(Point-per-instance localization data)

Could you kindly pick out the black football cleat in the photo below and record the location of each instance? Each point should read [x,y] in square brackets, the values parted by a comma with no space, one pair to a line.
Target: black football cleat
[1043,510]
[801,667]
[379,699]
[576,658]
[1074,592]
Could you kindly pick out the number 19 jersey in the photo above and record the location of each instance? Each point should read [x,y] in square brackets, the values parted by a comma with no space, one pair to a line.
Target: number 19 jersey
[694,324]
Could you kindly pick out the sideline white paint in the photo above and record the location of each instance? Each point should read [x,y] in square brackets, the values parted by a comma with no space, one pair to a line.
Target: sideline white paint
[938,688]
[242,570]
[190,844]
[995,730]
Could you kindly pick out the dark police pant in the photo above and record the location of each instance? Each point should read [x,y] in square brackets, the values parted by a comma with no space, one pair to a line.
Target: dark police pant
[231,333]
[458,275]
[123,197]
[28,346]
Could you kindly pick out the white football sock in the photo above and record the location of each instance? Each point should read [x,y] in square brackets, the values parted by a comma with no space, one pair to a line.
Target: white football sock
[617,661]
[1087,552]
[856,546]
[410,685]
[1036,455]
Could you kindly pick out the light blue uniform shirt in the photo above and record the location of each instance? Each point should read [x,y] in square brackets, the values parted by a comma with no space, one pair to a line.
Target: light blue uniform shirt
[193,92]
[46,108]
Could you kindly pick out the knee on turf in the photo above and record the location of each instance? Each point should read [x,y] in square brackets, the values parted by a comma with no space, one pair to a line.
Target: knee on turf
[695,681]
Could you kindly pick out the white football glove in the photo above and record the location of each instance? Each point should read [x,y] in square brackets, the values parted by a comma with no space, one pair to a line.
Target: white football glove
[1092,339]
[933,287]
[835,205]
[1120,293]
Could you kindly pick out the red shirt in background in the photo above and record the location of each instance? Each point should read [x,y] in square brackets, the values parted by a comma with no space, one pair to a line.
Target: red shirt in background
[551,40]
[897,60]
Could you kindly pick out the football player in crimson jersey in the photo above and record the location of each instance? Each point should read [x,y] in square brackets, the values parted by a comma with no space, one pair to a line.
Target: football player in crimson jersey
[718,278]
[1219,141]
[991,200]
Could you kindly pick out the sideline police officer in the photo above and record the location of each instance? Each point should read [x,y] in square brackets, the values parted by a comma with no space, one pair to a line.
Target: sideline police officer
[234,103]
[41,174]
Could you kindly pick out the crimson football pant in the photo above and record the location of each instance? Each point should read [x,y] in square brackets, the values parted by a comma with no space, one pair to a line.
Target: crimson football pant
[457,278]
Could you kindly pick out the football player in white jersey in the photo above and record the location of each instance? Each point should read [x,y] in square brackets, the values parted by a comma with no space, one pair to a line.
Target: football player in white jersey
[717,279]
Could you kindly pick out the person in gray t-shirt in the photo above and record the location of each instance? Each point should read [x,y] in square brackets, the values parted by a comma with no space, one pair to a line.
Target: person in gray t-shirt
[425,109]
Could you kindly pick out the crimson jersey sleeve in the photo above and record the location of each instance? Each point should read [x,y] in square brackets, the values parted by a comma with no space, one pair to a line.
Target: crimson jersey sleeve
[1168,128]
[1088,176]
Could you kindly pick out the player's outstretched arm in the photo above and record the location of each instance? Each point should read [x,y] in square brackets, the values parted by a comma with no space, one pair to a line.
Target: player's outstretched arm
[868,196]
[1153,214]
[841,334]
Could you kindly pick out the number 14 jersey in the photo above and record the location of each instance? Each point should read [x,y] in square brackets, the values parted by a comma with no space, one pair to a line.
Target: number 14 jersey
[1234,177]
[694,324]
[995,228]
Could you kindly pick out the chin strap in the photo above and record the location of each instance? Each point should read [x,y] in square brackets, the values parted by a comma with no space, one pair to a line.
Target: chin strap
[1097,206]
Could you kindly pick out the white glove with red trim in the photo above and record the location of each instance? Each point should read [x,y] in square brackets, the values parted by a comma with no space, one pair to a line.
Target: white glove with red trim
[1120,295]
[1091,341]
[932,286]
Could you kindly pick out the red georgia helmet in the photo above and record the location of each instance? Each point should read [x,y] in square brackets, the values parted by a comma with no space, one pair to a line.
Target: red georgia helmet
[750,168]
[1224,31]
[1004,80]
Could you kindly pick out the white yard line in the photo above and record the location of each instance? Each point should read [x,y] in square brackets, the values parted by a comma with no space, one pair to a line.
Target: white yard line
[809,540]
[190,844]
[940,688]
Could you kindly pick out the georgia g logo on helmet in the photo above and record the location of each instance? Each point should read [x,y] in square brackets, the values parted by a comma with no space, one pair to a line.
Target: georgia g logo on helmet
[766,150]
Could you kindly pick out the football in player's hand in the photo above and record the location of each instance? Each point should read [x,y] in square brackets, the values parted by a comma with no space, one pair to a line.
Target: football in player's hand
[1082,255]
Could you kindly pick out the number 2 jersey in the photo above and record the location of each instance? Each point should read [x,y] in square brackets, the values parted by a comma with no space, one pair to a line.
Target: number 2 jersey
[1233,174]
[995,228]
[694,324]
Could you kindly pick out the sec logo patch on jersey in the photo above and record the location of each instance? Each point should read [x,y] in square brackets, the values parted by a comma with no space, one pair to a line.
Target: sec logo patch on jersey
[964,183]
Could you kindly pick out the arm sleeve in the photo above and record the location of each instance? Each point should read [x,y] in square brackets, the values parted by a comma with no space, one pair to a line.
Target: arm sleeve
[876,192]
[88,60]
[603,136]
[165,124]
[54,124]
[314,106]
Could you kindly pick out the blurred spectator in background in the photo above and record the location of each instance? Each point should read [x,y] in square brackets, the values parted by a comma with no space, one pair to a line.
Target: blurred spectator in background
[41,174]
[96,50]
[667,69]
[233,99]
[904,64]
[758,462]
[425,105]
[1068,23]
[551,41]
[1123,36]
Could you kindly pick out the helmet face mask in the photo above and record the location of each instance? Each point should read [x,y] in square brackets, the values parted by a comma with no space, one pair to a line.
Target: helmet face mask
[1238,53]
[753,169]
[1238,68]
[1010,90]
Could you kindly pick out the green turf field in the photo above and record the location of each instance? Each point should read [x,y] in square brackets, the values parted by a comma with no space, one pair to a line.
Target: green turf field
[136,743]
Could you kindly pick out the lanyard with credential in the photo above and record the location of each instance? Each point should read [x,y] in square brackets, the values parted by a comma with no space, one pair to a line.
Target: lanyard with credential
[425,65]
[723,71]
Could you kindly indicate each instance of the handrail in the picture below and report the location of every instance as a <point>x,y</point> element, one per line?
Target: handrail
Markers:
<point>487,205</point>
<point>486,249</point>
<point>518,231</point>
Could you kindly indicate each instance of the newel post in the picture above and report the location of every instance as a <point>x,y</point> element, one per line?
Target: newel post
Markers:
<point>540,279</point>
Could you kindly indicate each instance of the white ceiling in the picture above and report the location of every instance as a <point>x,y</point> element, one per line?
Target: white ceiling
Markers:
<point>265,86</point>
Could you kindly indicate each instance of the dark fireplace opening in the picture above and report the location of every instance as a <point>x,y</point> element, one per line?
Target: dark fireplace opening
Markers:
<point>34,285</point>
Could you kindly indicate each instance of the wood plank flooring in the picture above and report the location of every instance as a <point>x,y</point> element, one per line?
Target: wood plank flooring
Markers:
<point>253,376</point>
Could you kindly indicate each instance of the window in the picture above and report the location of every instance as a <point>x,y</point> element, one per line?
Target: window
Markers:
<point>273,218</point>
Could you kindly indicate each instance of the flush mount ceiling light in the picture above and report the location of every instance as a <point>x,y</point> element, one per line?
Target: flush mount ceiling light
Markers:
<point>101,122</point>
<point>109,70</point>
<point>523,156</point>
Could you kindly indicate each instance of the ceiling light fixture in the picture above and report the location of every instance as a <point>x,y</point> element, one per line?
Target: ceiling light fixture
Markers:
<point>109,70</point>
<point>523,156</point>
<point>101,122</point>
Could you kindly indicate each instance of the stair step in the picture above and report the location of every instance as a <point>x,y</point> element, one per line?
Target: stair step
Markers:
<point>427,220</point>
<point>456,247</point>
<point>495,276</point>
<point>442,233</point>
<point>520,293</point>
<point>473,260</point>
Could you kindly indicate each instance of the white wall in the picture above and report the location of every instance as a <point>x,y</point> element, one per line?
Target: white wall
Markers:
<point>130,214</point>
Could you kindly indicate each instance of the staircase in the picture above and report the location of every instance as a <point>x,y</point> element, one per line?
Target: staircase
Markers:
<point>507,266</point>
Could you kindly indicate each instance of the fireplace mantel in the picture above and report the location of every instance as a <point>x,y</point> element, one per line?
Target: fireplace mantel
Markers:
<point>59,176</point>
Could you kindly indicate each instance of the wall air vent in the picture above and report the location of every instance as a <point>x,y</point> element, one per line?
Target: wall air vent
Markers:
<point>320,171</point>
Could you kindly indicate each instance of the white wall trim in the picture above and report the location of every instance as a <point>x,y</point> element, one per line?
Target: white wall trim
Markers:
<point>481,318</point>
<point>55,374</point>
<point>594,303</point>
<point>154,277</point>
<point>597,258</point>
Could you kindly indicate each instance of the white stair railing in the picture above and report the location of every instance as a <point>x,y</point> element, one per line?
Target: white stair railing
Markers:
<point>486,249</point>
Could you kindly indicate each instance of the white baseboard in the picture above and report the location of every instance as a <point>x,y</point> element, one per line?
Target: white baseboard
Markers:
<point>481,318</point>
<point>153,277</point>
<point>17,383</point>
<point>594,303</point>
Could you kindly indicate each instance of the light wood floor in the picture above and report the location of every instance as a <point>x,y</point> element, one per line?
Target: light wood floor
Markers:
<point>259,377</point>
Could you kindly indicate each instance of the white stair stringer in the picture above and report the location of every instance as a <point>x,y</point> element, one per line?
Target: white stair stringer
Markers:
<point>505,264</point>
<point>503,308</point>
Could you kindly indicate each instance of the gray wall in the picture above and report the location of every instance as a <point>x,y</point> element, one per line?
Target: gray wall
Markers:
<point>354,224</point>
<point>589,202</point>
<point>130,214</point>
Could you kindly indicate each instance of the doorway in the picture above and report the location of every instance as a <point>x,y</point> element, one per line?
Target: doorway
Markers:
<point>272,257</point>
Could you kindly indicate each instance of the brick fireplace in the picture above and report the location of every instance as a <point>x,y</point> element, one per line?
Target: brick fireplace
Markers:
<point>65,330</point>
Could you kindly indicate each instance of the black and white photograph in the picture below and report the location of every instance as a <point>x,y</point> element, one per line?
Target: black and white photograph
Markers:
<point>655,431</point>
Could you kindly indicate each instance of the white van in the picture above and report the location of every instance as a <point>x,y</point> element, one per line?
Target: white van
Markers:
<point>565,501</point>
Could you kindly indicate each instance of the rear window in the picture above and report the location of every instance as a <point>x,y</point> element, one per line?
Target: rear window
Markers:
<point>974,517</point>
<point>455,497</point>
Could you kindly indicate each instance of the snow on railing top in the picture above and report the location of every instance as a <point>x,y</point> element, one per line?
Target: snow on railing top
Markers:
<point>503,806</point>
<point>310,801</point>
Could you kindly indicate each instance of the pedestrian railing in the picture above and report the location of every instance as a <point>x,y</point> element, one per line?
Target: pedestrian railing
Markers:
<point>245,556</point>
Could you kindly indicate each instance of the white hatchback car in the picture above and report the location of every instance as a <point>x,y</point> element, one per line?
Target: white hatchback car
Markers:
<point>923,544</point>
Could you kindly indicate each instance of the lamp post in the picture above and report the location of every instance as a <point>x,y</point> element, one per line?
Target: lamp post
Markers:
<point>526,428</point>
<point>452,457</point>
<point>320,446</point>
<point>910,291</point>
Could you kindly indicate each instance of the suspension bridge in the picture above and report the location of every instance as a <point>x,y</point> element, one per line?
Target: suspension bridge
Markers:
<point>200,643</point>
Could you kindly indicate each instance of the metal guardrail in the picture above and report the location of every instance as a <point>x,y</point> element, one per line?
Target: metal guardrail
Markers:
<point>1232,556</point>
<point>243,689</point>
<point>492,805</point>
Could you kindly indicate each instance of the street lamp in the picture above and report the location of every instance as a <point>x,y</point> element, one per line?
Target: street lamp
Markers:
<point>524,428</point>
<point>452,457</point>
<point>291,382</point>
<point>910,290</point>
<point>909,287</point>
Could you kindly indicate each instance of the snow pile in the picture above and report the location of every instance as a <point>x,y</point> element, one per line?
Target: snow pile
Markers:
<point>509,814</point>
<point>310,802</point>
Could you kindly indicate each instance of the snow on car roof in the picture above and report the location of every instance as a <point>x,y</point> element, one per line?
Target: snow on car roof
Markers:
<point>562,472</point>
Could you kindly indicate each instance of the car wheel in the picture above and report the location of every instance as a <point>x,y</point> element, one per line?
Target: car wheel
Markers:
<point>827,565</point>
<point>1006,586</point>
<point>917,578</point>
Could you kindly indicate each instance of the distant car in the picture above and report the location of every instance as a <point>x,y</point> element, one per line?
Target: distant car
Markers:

◆ WHAT THE EXERCISE ASKS: Copy all the lines from the data above that hold the word "fixture".

◆ WRITTEN ANSWER:
Could you kindly indicate each instance of the ceiling light fixture in the picture above and report the location of every instance as a <point>x,y</point> element, one per line?
Target: ceiling light fixture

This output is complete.